> _Exercise task 1_
According to the Apple TV games roundup, what is Red's only company when she finds herself among deranged mechanoids?
> _Exercise task 2_
Pick up the Apple TV games roundup after its last sentence and keep writing in the same style.

> _Supplied passage_
:::
In terms of visuals and controls, there’s something pleasingly arcade-oriented about Riptide, which harks back to classic coin-ops that were all about speed and skill rather than faffing about with tuning and power-ups. Just don’t get seasick playing the game with your nose pressed up to a giant screen.

View Riptide GP2 in iTunes Preview (£1.99, universal)

Action adventures and RPGs

The best action adventure game for Apple TV: Transistor

The best action adventure game for Apple TV: Transistor

This one starts with protagonist Red suddenly finding herself in a world of deranged mechanoids, with only a massive talking sword for company. She’s had better days. As you battle through a futuristic city — using both real-time and turn-based attacks — a story gradually unfolds.

What makes this action-RPG a must-have, though, is its palpable sense of atmosphere and smart world-building. Your in-game route might be linear, but you want to explore the city’s every nook and cranny.

View Transistor in iTunes Preview (£4.99, universal)

Oceanhorn

Oceanhorn

This one whiffs of The Legend Of Zelda. It’s not quite the real deal, but Oceanhorn’s nonetheless a smart slice of adventuring for Apple TV. You explore sun-drenched islands, brave dank dungeons, solve puzzles, and occasionally swear at losing health when Siri Remote points you precisely the wrong way, like some kind of idiot, when trying to hack an enemy to bits.
:::
Object point labels
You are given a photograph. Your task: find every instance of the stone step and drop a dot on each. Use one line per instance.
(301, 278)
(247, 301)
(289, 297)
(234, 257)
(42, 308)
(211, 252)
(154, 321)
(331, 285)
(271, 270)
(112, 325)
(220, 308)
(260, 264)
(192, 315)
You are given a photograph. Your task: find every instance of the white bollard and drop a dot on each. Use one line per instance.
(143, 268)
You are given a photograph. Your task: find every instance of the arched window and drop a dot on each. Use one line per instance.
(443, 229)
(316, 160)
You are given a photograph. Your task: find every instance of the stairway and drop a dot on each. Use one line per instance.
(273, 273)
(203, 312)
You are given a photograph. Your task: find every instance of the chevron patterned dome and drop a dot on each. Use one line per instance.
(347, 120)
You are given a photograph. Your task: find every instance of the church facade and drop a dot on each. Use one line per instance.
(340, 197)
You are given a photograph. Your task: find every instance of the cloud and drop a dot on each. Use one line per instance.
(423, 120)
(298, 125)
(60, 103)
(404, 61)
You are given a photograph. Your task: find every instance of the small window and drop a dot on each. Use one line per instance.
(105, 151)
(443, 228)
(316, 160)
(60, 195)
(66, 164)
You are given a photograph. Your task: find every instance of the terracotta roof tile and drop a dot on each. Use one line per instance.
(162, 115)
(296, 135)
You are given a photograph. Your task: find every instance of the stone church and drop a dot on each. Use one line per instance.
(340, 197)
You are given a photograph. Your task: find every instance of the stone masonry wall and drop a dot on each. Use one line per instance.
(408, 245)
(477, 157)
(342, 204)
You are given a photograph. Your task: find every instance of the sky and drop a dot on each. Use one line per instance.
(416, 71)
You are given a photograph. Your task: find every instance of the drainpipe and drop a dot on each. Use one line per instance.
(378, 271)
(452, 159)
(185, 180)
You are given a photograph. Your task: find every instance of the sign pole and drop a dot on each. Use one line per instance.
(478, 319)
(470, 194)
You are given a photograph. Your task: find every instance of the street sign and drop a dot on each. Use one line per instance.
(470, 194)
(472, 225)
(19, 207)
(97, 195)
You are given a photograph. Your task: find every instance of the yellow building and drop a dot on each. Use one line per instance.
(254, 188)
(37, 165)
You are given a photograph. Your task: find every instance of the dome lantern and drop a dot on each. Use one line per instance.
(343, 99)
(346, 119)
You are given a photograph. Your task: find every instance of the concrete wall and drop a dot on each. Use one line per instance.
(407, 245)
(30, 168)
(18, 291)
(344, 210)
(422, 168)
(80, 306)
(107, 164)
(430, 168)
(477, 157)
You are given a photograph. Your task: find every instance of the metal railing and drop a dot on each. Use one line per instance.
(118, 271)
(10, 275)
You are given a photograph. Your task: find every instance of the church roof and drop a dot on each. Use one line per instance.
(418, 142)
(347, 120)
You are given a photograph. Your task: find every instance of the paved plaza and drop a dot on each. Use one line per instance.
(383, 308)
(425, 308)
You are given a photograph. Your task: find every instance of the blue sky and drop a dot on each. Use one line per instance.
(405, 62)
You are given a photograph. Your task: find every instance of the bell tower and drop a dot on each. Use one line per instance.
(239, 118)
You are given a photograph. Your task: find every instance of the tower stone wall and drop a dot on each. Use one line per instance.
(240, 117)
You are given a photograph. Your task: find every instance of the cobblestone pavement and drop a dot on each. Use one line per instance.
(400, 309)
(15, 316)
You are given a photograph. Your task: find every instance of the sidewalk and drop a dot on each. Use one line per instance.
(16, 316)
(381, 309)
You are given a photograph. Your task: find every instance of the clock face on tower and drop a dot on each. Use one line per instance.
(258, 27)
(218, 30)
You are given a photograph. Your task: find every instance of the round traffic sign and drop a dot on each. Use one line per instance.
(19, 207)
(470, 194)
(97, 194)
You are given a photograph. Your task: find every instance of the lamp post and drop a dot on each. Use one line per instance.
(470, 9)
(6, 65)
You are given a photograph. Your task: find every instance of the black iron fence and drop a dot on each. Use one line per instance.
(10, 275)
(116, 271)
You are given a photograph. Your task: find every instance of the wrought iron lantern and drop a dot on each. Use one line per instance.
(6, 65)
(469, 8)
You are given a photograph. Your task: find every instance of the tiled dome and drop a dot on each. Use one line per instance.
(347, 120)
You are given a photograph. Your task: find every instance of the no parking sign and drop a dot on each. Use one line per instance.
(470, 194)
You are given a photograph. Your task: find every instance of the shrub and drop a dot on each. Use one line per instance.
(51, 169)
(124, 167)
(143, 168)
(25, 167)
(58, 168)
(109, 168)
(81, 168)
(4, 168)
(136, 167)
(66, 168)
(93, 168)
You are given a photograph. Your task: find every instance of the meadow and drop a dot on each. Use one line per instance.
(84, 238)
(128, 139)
:::
> _Reply 1_
A massive talking sword.

> _Reply 2_
View Oceanhorn in iTunes Preview (£7.99, universal)

After The End

After The End

There are echoes of Monument Valley in After The End – a sparse, ponderous adventure, peppered with puzzles, and where you regularly switch up your viewpoint to progress.

But instead of Escher-style shenanigans, you’re spinning and whirling the camera, to spot switches and gems that allow progress. Occasionally, the game goes a bit Doctor Who, too, hurling you through time, and dumping you in an alternate take on the place you just left.

There are frustrations: the pace is slow, and it’s often too easy to fall off a wall and be forced to backtrack. For the most part, though, this is a thoughtful, lean-back adventure ideally suited to Apple TV.

View After The End in iTunes Preview (£3.99, universal)

INSIDE

INSIDE

From the team behind the creepy LIMBO comes this even more terrifying puzzle-infused adventure. Again, you’re a lone, nameless boy on the run; but in switching the fantastical for a dark dystopia, the result is far more chilling.

The tale begins with you fleeing from gun-wielding soldiers and ferocious dogs. You sneak, sprint, leap, and plummet, desperate to keep one step ahead. But like in LIMBO, death is not the end – INSIDE simply rewinds, urging you to try again to make good your escape.

On Apple TV, Siri Remote users will find the protagonist occasionally not doing quite what they intended; but otherwise this is an excellent conversion of an indie console classic.

View INSIDE in iTunes Preview (£free + £6.99 IAP, universal)

Dynamite Jack

Dynamite Jack

It might look like an indie title from the 16-bit era, but Dynamite Jack is a whole lot of fun. Mixing Bomberman-style blowing things up with stealth and exploration, you must escape the Anathema Mines. Get seen by a guard and they’ll shoot first and probably not even bother to ask questions later, the meanies.

View Dynamite Jack in iTunes Preview (£4.99, universal)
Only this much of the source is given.